SELECTED PASSAGE:
***

Bigger is better in the business world. So, naturally companies bulk up to position themselves for growth, whether here at home or abroad. But as the deal flow increases, there’s concern this wave of M&A could erode competition in certain industries.

Canada’s Competition Bureau, however, seems ill-prepared to assess the after-effects of market consolidation because it has insufficient power, tools and financial resources compared to antitrust watchdogs in other countries.

The Trudeau government, which plans to unveil the federal budget on April 19, would be wise to use the opportunity to rejuvenate the independent law enforcement agency given a predicted surge in deals this year.

“Competition is more important than ever, given the rapid growth of the digital economy and the role of competitive markets in the economic recovery,” said Sophie Paluck-Bastien, a Competition Bureau spokesperson.

“Many other jurisdictions, including the United States, the United Kingdom, Australia, Germany and New Zealand, are already taking action to ensure they have the right tools to tackle competition issues in the data-driven digital economy.”

Canada cannot afford to lag.

***

DATASET ENTRIES:

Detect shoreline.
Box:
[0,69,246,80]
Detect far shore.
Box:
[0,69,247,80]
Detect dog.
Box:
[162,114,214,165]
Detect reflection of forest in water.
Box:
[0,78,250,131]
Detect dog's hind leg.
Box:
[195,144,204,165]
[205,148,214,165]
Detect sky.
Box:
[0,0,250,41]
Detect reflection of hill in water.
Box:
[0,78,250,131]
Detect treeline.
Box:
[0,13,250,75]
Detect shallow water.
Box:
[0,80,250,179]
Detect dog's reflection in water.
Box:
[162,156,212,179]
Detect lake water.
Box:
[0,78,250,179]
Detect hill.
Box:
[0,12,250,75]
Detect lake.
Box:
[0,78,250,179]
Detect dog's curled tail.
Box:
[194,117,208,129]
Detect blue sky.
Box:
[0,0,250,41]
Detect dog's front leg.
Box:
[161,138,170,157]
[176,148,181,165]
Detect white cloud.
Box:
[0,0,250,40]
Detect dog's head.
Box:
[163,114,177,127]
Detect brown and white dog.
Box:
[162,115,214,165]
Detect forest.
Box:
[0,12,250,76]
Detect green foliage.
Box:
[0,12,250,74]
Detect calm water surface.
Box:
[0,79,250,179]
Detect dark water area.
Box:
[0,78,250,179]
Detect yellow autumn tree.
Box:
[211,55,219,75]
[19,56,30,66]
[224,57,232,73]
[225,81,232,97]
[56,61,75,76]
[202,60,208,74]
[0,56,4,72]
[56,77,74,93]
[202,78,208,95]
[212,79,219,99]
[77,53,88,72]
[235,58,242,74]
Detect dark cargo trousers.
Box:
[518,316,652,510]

***

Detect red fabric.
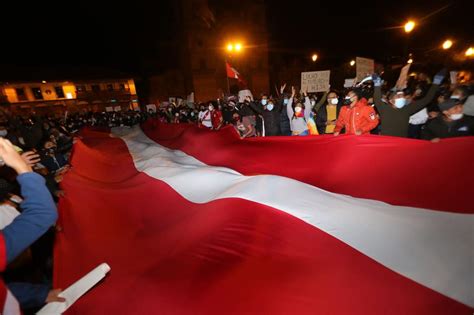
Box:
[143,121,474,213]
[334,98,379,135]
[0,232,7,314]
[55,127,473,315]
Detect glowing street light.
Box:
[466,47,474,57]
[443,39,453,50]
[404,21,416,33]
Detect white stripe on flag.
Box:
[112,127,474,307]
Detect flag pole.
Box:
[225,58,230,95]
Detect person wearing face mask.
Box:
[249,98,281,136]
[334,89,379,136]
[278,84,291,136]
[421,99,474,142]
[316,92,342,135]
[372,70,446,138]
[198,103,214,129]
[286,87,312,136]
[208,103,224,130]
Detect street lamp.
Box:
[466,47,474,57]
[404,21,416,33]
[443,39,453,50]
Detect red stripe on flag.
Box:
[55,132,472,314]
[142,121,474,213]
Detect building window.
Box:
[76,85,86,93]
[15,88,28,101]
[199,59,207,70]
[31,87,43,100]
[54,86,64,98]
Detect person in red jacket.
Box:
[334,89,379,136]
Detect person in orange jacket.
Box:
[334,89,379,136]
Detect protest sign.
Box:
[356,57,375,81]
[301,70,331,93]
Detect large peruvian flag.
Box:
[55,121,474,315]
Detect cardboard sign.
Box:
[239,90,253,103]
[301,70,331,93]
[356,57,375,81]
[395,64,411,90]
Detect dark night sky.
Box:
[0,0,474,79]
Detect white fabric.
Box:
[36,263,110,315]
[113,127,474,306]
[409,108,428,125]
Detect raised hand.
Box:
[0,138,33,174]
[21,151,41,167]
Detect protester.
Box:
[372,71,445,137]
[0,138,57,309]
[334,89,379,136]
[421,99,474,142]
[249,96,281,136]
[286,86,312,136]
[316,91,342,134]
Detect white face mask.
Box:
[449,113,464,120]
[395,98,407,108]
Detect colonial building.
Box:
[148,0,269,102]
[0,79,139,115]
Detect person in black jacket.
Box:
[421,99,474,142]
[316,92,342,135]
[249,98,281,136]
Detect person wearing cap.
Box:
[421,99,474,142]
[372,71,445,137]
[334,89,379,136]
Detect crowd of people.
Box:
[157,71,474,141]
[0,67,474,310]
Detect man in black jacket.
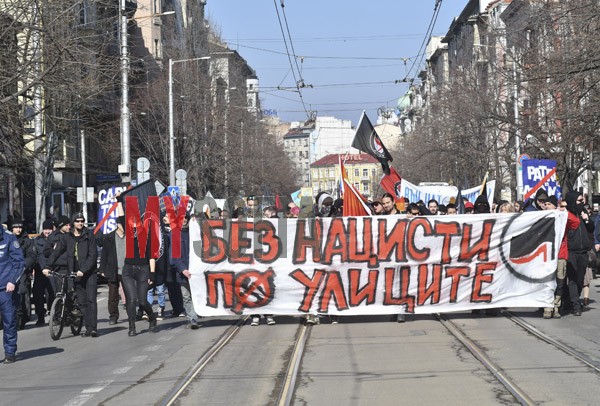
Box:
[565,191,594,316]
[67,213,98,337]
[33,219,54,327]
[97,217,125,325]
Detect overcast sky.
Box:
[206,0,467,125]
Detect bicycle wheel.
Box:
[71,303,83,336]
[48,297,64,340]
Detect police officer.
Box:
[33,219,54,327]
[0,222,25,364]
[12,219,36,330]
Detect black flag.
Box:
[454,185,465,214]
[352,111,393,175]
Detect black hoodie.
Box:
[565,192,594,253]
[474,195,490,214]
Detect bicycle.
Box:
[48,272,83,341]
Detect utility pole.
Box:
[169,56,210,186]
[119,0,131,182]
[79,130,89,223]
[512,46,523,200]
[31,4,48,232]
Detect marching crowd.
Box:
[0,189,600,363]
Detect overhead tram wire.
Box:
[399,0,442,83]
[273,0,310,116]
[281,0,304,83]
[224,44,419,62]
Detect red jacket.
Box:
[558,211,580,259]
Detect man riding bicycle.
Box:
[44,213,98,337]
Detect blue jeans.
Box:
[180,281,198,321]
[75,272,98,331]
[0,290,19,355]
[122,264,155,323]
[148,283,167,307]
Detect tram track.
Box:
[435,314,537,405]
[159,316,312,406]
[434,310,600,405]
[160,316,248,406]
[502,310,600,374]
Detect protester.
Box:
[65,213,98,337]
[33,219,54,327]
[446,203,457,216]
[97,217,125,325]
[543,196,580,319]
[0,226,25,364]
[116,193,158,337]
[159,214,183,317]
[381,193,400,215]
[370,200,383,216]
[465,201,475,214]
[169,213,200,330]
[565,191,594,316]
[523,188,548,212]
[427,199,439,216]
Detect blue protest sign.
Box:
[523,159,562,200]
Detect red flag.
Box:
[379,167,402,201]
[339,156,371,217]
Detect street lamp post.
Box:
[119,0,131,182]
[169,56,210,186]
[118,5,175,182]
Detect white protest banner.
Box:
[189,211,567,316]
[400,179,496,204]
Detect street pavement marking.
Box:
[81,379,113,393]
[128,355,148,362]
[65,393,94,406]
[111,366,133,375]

***

DIRECTIONS FOR THIS TASK: Can you repeat the passage on Canada's Competition Bureau word for word, from "Canada’s Competition Bureau, however, seems" up to and including "Competition Bureau spokesperson."?

TASK SOLUTION:
Canada’s Competition Bureau, however, seems ill-prepared to assess the after-effects of market consolidation because it has insufficient power, tools and financial resources compared to antitrust watchdogs in other countries.

The Trudeau government, which plans to unveil the federal budget on April 19, would be wise to use the opportunity to rejuvenate the independent law enforcement agency given a predicted surge in deals this year.

“Competition is more important than ever, given the rapid growth of the digital economy and the role of competitive markets in the economic recovery,” said Sophie Paluck-Bastien, a Competition Bureau spokesperson.